**Instructions to follow**:
Retype each of the following items word for word, omitting the pictures from your copy.

**Material shown**:
_ _ _ _

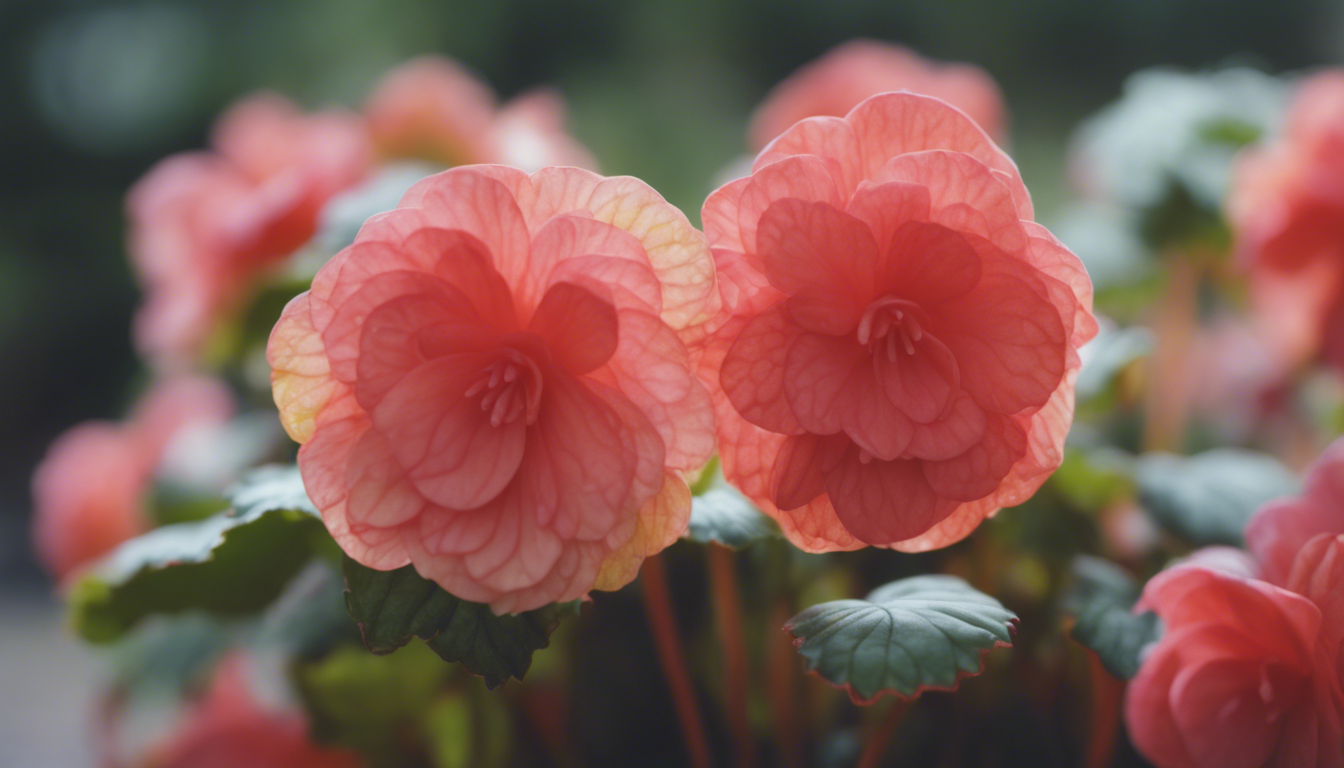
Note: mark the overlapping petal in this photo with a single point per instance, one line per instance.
(493, 385)
(897, 343)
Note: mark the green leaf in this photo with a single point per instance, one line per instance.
(394, 605)
(368, 702)
(723, 515)
(274, 487)
(1100, 600)
(905, 638)
(1208, 498)
(231, 564)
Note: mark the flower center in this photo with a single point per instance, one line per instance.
(893, 326)
(510, 389)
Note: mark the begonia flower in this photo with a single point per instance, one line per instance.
(1281, 529)
(850, 73)
(1286, 210)
(898, 342)
(1246, 674)
(1247, 671)
(229, 728)
(489, 382)
(433, 109)
(89, 492)
(206, 225)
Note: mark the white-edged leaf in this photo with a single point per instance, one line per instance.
(925, 632)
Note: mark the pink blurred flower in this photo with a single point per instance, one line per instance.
(204, 225)
(1247, 671)
(489, 382)
(1246, 674)
(1286, 209)
(433, 109)
(1281, 529)
(230, 729)
(89, 491)
(852, 71)
(899, 340)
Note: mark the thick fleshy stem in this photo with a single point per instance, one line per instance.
(727, 613)
(782, 687)
(1106, 693)
(880, 739)
(1175, 323)
(657, 605)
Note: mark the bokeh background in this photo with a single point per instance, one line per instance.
(96, 92)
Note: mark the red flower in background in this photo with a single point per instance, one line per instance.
(433, 109)
(230, 729)
(489, 382)
(204, 225)
(89, 491)
(899, 340)
(1247, 671)
(852, 71)
(1286, 209)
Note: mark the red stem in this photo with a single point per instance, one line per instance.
(1175, 323)
(657, 604)
(727, 612)
(882, 736)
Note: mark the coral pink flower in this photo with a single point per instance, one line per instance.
(1281, 529)
(433, 109)
(204, 225)
(1286, 209)
(229, 729)
(89, 491)
(489, 382)
(899, 340)
(1246, 673)
(852, 71)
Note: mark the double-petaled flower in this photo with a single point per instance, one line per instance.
(492, 382)
(898, 340)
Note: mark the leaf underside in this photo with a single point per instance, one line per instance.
(918, 634)
(394, 605)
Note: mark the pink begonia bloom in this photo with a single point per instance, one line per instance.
(852, 71)
(433, 109)
(204, 225)
(489, 382)
(1286, 209)
(89, 491)
(1247, 671)
(1246, 674)
(899, 340)
(229, 728)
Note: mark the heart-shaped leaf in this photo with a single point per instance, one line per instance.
(394, 605)
(1100, 600)
(231, 564)
(723, 515)
(918, 634)
(1208, 498)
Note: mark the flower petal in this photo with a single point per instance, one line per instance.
(578, 327)
(452, 451)
(882, 502)
(753, 373)
(831, 386)
(979, 471)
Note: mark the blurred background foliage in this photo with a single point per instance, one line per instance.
(96, 92)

_ _ _ _

**Written answer**:
Note: mark the overlapping petal in this photo with a single point per instance, one line per instance.
(493, 385)
(897, 343)
Note: mark the green leaf in this photo with a single point per instance, one line per instance.
(394, 605)
(368, 702)
(723, 515)
(274, 487)
(1100, 600)
(905, 638)
(1208, 498)
(231, 564)
Note: mark the flower center in this photo with a single point per instance, one line per instance.
(893, 326)
(510, 389)
Note: mark the begonia flower in this photo with a single point per instance, one line per instance.
(1281, 529)
(850, 73)
(1286, 210)
(898, 342)
(1246, 674)
(1247, 671)
(229, 728)
(489, 382)
(433, 109)
(89, 492)
(206, 225)
Note: mark the white-edged leaf in this photo with a single point per instance, one line per instance.
(925, 632)
Note: mark the pink blurred flower in this photo with a single point per instance, one line per instance.
(204, 225)
(1247, 671)
(489, 382)
(1246, 674)
(1286, 209)
(433, 109)
(1281, 529)
(230, 729)
(89, 491)
(852, 71)
(899, 340)
Note: mark the thick fleshy stem in this photo with a single point per instance, one line per instance.
(727, 613)
(782, 687)
(1106, 693)
(880, 739)
(1175, 323)
(657, 605)
Note: mark the bokeh background in this photo with a single point per instance, one line per instance.
(96, 92)
Note: mark the red flower in background in this photo with a single point per instance, one line per instance.
(433, 109)
(230, 729)
(489, 382)
(204, 225)
(89, 491)
(899, 340)
(1247, 671)
(852, 71)
(1286, 209)
Note: mark the red stem in this photo with a single point per instance, one line per instance.
(1175, 323)
(657, 604)
(727, 612)
(882, 736)
Note: mark the coral pink flower in this photo with a single point per instance, one line per instance.
(1281, 529)
(433, 109)
(204, 225)
(1286, 209)
(229, 729)
(89, 491)
(489, 382)
(899, 340)
(1246, 673)
(852, 71)
Note: mark the double-petaled flower in this photo with a single point per instance, one line per instance.
(492, 382)
(898, 340)
Note: mark the leaf underside in this photo with a single point per instance, one line per instance.
(918, 634)
(394, 605)
Note: mark the pink begonia bloom in this photo with a single point per instance, one line per instance.
(852, 71)
(433, 109)
(204, 225)
(489, 382)
(1286, 209)
(89, 491)
(1247, 671)
(1246, 674)
(899, 340)
(229, 728)
Note: mark the heart-shaped leaf in this photo with a single point per instance, one line per instance.
(394, 605)
(1100, 600)
(231, 564)
(723, 515)
(918, 634)
(1208, 498)
Note: mark the flower petal in this photo with a single point per instance, one line per instance.
(578, 327)
(452, 451)
(882, 502)
(753, 373)
(831, 386)
(979, 471)
Note: mark the blurred background foliage in this photo with a single point per instance, one line per instance.
(96, 92)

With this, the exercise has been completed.